(Location identification entries)
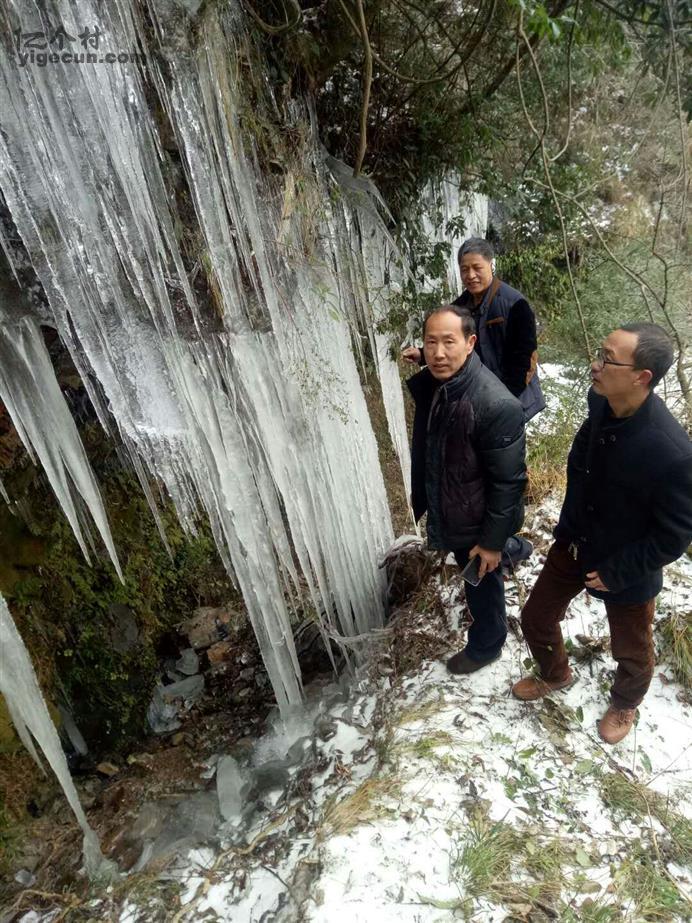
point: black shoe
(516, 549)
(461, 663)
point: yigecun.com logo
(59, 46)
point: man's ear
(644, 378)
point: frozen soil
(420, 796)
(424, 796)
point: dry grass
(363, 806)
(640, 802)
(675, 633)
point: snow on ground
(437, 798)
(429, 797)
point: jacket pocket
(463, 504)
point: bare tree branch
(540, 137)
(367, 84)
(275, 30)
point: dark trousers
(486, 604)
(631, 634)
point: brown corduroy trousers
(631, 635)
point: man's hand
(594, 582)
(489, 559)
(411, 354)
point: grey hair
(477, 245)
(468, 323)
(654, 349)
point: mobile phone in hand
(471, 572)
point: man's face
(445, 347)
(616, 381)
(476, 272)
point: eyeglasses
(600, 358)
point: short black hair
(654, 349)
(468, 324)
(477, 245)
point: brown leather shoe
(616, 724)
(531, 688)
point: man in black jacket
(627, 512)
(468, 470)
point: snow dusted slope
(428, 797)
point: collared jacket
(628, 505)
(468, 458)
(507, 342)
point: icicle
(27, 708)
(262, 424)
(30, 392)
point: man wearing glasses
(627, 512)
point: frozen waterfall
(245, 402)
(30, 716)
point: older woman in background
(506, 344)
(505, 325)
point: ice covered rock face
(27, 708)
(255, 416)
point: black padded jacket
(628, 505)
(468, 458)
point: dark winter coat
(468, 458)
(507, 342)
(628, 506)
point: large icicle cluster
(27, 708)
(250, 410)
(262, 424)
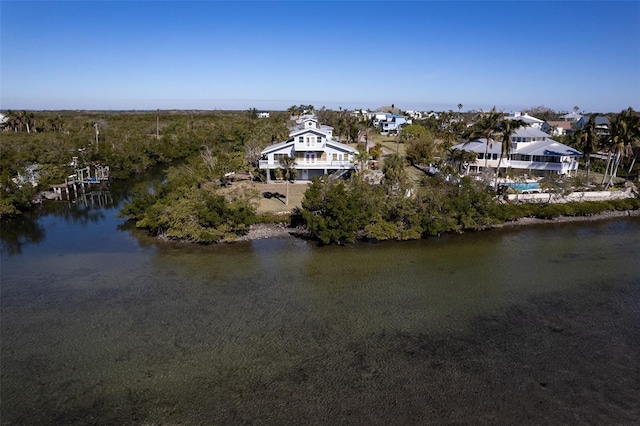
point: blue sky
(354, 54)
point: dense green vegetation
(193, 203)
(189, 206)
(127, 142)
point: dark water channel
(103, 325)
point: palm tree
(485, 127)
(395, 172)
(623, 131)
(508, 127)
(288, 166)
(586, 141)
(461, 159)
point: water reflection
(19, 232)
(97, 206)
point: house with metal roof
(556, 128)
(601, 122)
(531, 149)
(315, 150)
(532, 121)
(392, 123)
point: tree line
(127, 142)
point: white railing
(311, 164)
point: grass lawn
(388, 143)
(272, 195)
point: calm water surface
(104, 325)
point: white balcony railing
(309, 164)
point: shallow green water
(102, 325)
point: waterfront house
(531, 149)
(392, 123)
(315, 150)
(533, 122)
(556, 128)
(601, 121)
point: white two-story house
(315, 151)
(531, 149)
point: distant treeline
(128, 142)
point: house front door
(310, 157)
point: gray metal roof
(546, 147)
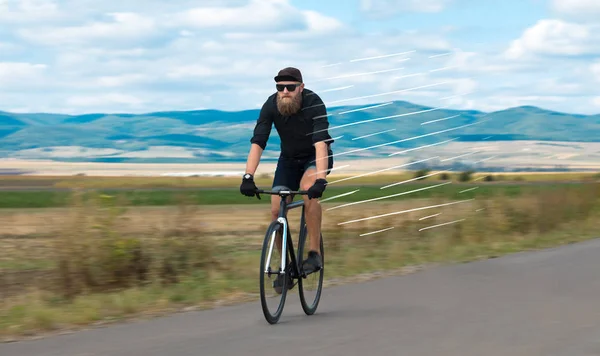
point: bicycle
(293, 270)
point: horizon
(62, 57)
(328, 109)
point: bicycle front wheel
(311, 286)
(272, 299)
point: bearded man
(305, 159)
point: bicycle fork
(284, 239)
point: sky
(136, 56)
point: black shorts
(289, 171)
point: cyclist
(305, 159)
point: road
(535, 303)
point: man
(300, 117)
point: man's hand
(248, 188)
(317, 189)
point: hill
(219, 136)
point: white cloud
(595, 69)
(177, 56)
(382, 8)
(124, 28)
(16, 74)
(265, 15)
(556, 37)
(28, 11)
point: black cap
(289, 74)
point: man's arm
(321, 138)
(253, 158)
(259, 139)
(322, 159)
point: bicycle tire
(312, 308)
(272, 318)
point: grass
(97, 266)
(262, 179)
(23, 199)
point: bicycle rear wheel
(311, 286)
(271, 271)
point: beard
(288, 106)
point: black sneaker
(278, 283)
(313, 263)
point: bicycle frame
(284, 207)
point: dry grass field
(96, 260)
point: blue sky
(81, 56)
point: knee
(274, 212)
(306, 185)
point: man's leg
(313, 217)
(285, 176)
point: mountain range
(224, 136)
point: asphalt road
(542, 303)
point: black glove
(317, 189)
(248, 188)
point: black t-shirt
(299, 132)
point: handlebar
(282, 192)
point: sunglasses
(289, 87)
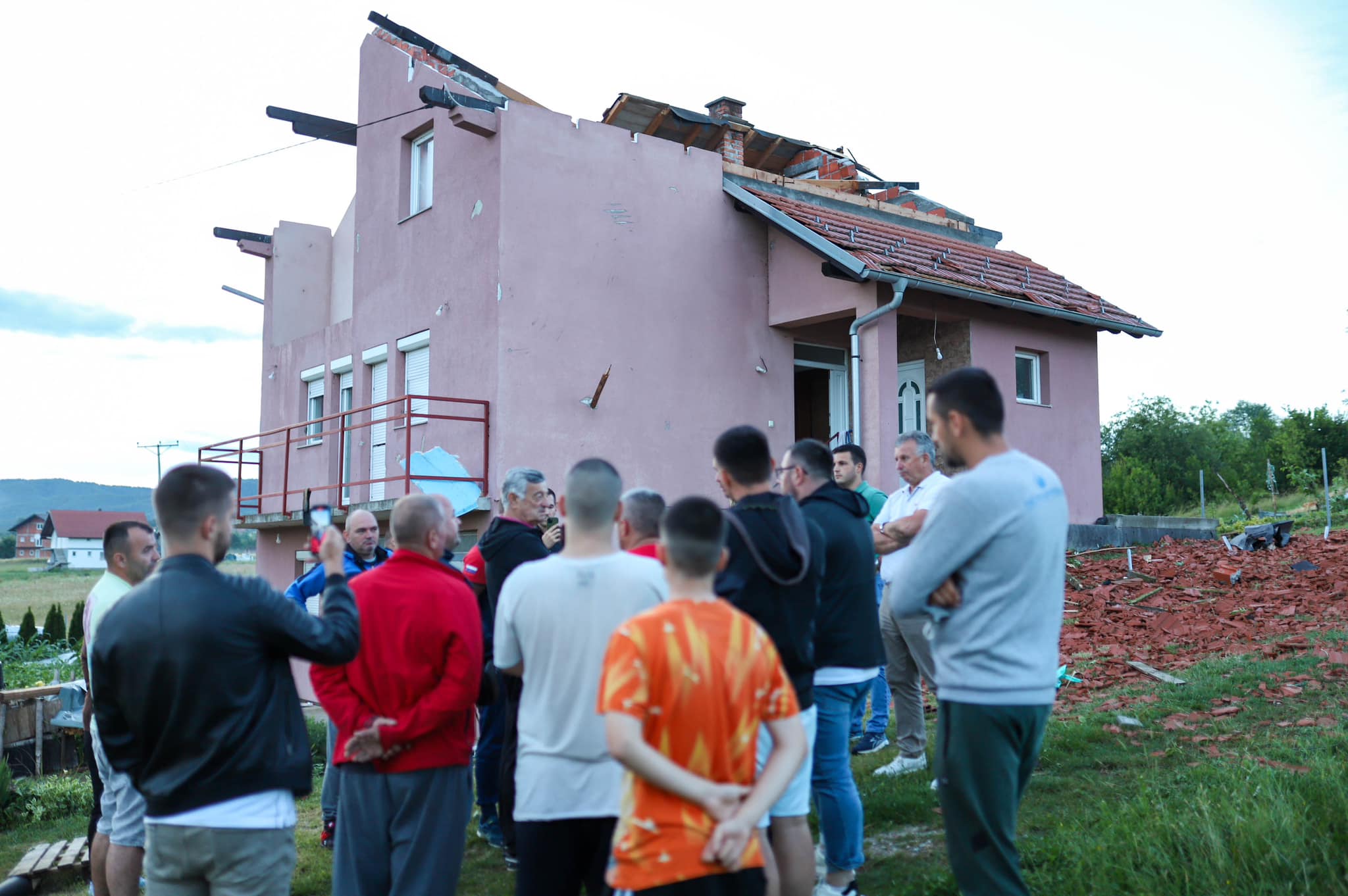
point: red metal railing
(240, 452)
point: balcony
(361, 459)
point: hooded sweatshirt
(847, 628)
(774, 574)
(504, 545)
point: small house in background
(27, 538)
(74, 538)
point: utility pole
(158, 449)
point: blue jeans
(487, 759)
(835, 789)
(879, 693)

§ The task
Add 55 to each coordinate value in the stretch of entries from the line containing "point: cyclist" through the end of the entries, and write that stretch out again with every point line kept. Leave the picture lines out of your answer.

§ Response
point: cyclist
(360, 214)
point: road
(590, 358)
point: man
(355, 172)
point: man's hand
(303, 243)
(372, 244)
point: hill
(274, 191)
point: white cloud
(650, 124)
(232, 111)
(437, 63)
(179, 83)
(71, 129)
(320, 70)
(611, 92)
(83, 66)
point: black cap
(344, 129)
point: man's arm
(376, 193)
(308, 213)
(314, 194)
(377, 214)
point: bicycle tire
(367, 363)
(327, 373)
point: grass
(152, 321)
(317, 234)
(78, 254)
point: bicycle rear wheel
(366, 341)
(326, 326)
point: beard
(343, 161)
point: black sneaker
(333, 338)
(368, 318)
point: bicycle frame
(339, 262)
point: dry grass field
(151, 315)
point: blue sky
(136, 111)
point: knee
(329, 267)
(361, 240)
point: man's leg
(368, 272)
(340, 231)
point: mountain range
(279, 191)
point: asphalt road
(597, 358)
point: black glove
(372, 244)
(303, 243)
point: black t-shirt
(354, 187)
point: handlebar
(337, 247)
point: sunglasses
(344, 142)
point: red metal railing
(295, 507)
point: balcony
(416, 514)
point: hooded sweatshirt
(902, 683)
(829, 629)
(559, 600)
point: small house in background
(82, 593)
(129, 593)
point: utility pole
(213, 504)
point: blue jeans
(542, 814)
(890, 844)
(934, 748)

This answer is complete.